◆ TASK STATEMENT
Format the lines of the material as a JSON list of strings, with one string per line and blank lines omitted.

--- START THE DATA ---

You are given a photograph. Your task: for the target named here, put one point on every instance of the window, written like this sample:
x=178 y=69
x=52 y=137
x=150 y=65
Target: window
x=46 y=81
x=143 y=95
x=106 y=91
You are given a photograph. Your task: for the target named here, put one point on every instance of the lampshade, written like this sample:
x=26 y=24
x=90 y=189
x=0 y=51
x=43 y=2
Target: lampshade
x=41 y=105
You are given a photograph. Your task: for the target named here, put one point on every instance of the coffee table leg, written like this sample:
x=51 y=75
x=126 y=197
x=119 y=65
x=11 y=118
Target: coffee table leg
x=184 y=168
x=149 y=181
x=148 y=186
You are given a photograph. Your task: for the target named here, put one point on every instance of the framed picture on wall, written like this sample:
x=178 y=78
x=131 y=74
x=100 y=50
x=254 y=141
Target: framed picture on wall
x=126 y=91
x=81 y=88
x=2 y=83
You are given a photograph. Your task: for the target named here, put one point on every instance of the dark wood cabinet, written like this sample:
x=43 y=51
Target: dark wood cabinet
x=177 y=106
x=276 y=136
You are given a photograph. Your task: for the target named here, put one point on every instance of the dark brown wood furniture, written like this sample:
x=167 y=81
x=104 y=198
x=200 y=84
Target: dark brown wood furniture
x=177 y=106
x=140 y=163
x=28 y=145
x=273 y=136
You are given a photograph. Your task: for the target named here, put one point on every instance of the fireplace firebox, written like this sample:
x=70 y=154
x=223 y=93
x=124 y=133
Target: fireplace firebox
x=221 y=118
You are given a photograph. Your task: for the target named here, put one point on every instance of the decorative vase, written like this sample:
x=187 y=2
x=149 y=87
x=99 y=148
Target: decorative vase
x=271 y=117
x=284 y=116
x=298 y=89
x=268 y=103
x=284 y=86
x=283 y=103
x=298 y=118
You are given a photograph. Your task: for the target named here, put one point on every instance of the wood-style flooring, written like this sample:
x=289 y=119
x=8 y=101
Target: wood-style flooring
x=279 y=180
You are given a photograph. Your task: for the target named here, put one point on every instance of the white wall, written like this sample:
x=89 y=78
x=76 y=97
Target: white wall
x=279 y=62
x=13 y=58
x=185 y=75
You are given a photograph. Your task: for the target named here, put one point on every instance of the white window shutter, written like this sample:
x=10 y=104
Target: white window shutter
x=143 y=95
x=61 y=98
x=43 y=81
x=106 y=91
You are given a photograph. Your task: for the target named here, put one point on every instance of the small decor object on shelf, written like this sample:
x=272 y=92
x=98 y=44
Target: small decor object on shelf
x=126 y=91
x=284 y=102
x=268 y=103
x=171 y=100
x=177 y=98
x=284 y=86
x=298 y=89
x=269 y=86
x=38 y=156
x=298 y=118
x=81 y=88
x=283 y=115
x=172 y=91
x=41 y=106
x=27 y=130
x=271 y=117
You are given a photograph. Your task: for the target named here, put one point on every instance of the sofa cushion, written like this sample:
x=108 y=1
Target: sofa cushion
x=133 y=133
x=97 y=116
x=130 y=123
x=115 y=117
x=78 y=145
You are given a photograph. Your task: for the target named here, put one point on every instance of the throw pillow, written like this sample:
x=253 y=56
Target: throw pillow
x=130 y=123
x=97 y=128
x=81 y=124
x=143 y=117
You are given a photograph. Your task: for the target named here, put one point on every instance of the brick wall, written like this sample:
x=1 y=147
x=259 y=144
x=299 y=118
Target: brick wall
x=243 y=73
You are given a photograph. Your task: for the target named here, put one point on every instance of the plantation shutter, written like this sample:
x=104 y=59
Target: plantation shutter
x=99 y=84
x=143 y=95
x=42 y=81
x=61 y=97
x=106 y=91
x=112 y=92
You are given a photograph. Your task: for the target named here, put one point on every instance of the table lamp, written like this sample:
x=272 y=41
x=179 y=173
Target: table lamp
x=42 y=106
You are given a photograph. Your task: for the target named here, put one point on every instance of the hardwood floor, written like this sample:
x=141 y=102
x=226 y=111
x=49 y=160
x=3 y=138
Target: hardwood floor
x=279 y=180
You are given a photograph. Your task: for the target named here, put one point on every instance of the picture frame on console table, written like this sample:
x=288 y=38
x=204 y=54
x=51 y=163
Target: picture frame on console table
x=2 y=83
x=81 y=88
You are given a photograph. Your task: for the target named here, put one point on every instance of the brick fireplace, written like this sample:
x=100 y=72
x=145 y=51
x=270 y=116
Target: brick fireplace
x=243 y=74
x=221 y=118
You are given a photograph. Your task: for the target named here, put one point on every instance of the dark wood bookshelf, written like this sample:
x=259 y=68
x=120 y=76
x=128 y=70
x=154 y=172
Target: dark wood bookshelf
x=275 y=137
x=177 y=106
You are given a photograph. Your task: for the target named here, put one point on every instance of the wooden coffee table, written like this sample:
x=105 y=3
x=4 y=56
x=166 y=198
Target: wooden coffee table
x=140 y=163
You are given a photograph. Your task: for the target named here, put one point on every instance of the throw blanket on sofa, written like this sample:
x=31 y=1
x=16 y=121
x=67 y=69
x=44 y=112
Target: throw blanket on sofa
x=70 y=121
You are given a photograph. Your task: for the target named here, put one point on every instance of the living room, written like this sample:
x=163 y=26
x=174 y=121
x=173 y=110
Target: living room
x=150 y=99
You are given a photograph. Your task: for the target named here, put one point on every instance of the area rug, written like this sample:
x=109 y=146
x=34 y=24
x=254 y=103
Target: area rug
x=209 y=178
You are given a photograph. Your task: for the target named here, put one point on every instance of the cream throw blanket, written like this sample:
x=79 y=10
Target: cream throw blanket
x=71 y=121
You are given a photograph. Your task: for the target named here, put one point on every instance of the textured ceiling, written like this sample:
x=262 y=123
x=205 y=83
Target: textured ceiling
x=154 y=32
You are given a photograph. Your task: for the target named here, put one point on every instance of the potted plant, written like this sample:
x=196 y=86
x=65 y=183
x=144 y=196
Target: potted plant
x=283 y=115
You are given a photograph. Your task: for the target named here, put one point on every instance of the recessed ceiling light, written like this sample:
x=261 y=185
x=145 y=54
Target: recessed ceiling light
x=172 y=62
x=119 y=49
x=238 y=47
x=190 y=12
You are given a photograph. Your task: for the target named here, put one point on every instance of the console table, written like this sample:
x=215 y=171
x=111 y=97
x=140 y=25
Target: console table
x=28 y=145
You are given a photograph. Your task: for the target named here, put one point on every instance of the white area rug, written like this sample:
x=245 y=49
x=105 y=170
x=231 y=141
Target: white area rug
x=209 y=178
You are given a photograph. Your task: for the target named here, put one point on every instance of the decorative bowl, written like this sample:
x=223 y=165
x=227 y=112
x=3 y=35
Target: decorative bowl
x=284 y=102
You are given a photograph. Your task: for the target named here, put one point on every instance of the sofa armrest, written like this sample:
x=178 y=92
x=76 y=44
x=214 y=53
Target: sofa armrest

--- END THE DATA ---

◆ ANSWER TO THIS TASK
[
  "You are given a photograph. Your task: for the target named here, put one point on every instance of the window, written like this sample:",
  "x=178 y=69",
  "x=52 y=137",
  "x=150 y=65",
  "Target: window",
  "x=46 y=81",
  "x=143 y=95",
  "x=106 y=91",
  "You are given a photograph. Your task: for the target named here, put one point on every instance of the lampshade, written like this sample:",
  "x=26 y=24",
  "x=90 y=189",
  "x=0 y=51",
  "x=43 y=2",
  "Target: lampshade",
  "x=41 y=105",
  "You are given a photograph. Your task: for the target named here, put one point on every instance of the coffee table leg, written like this sample:",
  "x=51 y=75",
  "x=126 y=197",
  "x=119 y=65",
  "x=11 y=118",
  "Target: coffee table leg",
  "x=184 y=168",
  "x=149 y=181",
  "x=148 y=186",
  "You are given a photograph. Your task: for the target named here, put one point on every instance of the framed picture on wall, written like this sample:",
  "x=178 y=78",
  "x=131 y=74",
  "x=100 y=50",
  "x=254 y=141",
  "Target: framed picture on wall",
  "x=126 y=91",
  "x=81 y=88",
  "x=2 y=83",
  "You are given a photograph. Your task: for the target named here, put one point on every instance of the dark wood cabinet, written like this sample:",
  "x=43 y=51",
  "Target: dark wood cabinet",
  "x=177 y=106",
  "x=276 y=136",
  "You are given a photograph. Your task: for the target named here, put one point on every instance of the dark brown wood furniture, written like this sample:",
  "x=167 y=81",
  "x=104 y=198",
  "x=200 y=84",
  "Target: dark brown wood furniture",
  "x=177 y=106",
  "x=140 y=163",
  "x=28 y=145",
  "x=273 y=136",
  "You are given a photograph. Your task: for the target named here, put one point on every instance of the fireplace firebox, written like this sample:",
  "x=70 y=154",
  "x=223 y=93",
  "x=124 y=133",
  "Target: fireplace firebox",
  "x=221 y=118",
  "You are given a photograph. Your task: for the target named here, put one point on every instance of the decorative vase, written like this sample:",
  "x=187 y=2",
  "x=149 y=87",
  "x=99 y=148",
  "Target: decorative vase",
  "x=271 y=117",
  "x=284 y=116",
  "x=298 y=89",
  "x=268 y=103",
  "x=284 y=86",
  "x=283 y=103",
  "x=298 y=118",
  "You are given a photograph. Your task: for the target named here, put one point on every instance of the wood-style flooring, written like this sample:",
  "x=289 y=119",
  "x=8 y=101",
  "Target: wood-style flooring",
  "x=279 y=180",
  "You are given a photograph. Your task: for the target named here, put one point on every instance of the white wall, written like this sample:",
  "x=89 y=78",
  "x=76 y=97",
  "Target: white wall",
  "x=279 y=62",
  "x=13 y=58",
  "x=185 y=75",
  "You are given a photograph. Your task: for the target named here, put one point on every instance of the white window shutter, written like this sample:",
  "x=10 y=104",
  "Target: white window shutter",
  "x=143 y=95",
  "x=61 y=98",
  "x=43 y=81",
  "x=106 y=91",
  "You are given a photograph. Your task: for the target named here, put one point on every instance of the small decor object on shelf, written like this sample:",
  "x=272 y=92",
  "x=98 y=44",
  "Target: small decor object on shelf",
  "x=126 y=91",
  "x=284 y=102",
  "x=268 y=103",
  "x=171 y=100",
  "x=177 y=98",
  "x=284 y=86",
  "x=298 y=89",
  "x=269 y=86",
  "x=38 y=156",
  "x=298 y=118",
  "x=81 y=88",
  "x=283 y=115",
  "x=172 y=91",
  "x=41 y=106",
  "x=27 y=130",
  "x=271 y=117",
  "You are given a photograph. Your task: for the target named here, put one point on every instance of the sofa cushion, written like this sample:",
  "x=108 y=1",
  "Target: sofa cushion",
  "x=133 y=133",
  "x=97 y=116",
  "x=130 y=123",
  "x=115 y=117",
  "x=78 y=145",
  "You are given a photograph. Your task: for the target named here, put one point on every instance of the throw pillow, written like this sample:",
  "x=253 y=56",
  "Target: throw pillow",
  "x=130 y=123",
  "x=97 y=128",
  "x=81 y=124",
  "x=143 y=117",
  "You are given a photograph. Your task: for the target named here, put one point on every instance of the brick wall, written like this sample:",
  "x=1 y=147",
  "x=259 y=144",
  "x=299 y=118",
  "Target: brick wall",
  "x=243 y=73",
  "You are given a photograph. Your task: for the target named here, put one point on every instance of the plantation shutter, written like this sample:",
  "x=104 y=59",
  "Target: plantation shutter",
  "x=99 y=84",
  "x=143 y=95",
  "x=42 y=81",
  "x=61 y=97",
  "x=106 y=91",
  "x=112 y=92",
  "You are given a photograph. Your task: for the target named here, put one point on every instance of the table lamp, written like this sample:",
  "x=272 y=41",
  "x=179 y=173",
  "Target: table lamp",
  "x=42 y=106",
  "You are given a photograph. Your task: for the target named here, put one point on every instance of the hardwood floor, written like this sample:",
  "x=141 y=102",
  "x=226 y=111",
  "x=49 y=160",
  "x=3 y=138",
  "Target: hardwood floor",
  "x=279 y=180",
  "You are given a photograph. Your task: for the target named here, put one point on every instance of the picture frame on console table, written like this sample:",
  "x=288 y=38",
  "x=204 y=54",
  "x=51 y=163",
  "Target: picture frame on console table",
  "x=2 y=83",
  "x=81 y=88",
  "You are given a photograph. Your task: for the target named here, put one point on every instance of the brick fireplace, written like this sample:",
  "x=100 y=72",
  "x=145 y=51",
  "x=270 y=116",
  "Target: brick fireplace",
  "x=243 y=74",
  "x=221 y=118",
  "You are given a photograph. Your task: for the target named here, put one point on every instance of the dark wood bookshelf, written like this sample:",
  "x=259 y=68",
  "x=120 y=76",
  "x=128 y=70",
  "x=154 y=172",
  "Target: dark wood bookshelf",
  "x=275 y=137",
  "x=177 y=106",
  "You are given a photograph. Your task: for the target named here, put one point on every instance of the wooden coffee table, written like this sample:",
  "x=105 y=3",
  "x=4 y=56",
  "x=166 y=198",
  "Target: wooden coffee table",
  "x=140 y=163",
  "You are given a photograph. Your task: for the target named here, put one point on every instance of the throw blanket on sofa, written like this sample:",
  "x=31 y=1",
  "x=16 y=121",
  "x=67 y=69",
  "x=44 y=112",
  "Target: throw blanket on sofa",
  "x=70 y=121",
  "You are given a photograph. Your task: for the target named here, put one point on every instance of the living room, written like this sample:",
  "x=163 y=26",
  "x=174 y=121",
  "x=173 y=110",
  "Target: living room",
  "x=150 y=99",
  "You are given a photograph. Your task: for the target named here, put one point on every instance of the area rug, written like this sample:",
  "x=109 y=146",
  "x=34 y=24",
  "x=254 y=103",
  "Target: area rug",
  "x=209 y=178",
  "You are given a photograph. Your task: for the target named here, put one point on every instance of the cream throw blanket, written like this sample:",
  "x=79 y=10",
  "Target: cream throw blanket",
  "x=71 y=121",
  "You are given a photograph. Your task: for the target named here, put one point on every instance of the textured ceiling, written like this sample:",
  "x=262 y=123",
  "x=205 y=83",
  "Target: textured ceiling",
  "x=154 y=32",
  "You are given a photograph. Your task: for the target named here, put one point on every instance of the potted plant, written like this sample:",
  "x=196 y=86",
  "x=65 y=183",
  "x=144 y=196",
  "Target: potted plant",
  "x=283 y=115",
  "You are given a photograph. Your task: for the target named here, put one point on every instance of the recessed ceiling light, written like this sample:",
  "x=261 y=185",
  "x=145 y=54",
  "Target: recessed ceiling light",
  "x=172 y=62",
  "x=119 y=49",
  "x=238 y=47",
  "x=190 y=12",
  "You are given a photograph. Your task: for the target named here, put one point on every instance of the console table, written like this sample:",
  "x=215 y=171",
  "x=111 y=97",
  "x=140 y=25",
  "Target: console table",
  "x=28 y=145",
  "You are given a photograph. Your task: for the target named here, put one point on every instance of the white area rug, written like this sample:",
  "x=245 y=49",
  "x=105 y=170",
  "x=231 y=141",
  "Target: white area rug",
  "x=209 y=178",
  "You are given a photograph. Your task: for the target named here, put one point on every instance of the decorative bowl, written like this sample:",
  "x=223 y=165",
  "x=227 y=112",
  "x=3 y=35",
  "Target: decorative bowl",
  "x=284 y=102",
  "You are given a photograph. Your task: for the target named here, put one point on every instance of the sofa armrest, written like this sample:",
  "x=178 y=92",
  "x=76 y=44",
  "x=214 y=53",
  "Target: sofa armrest"
]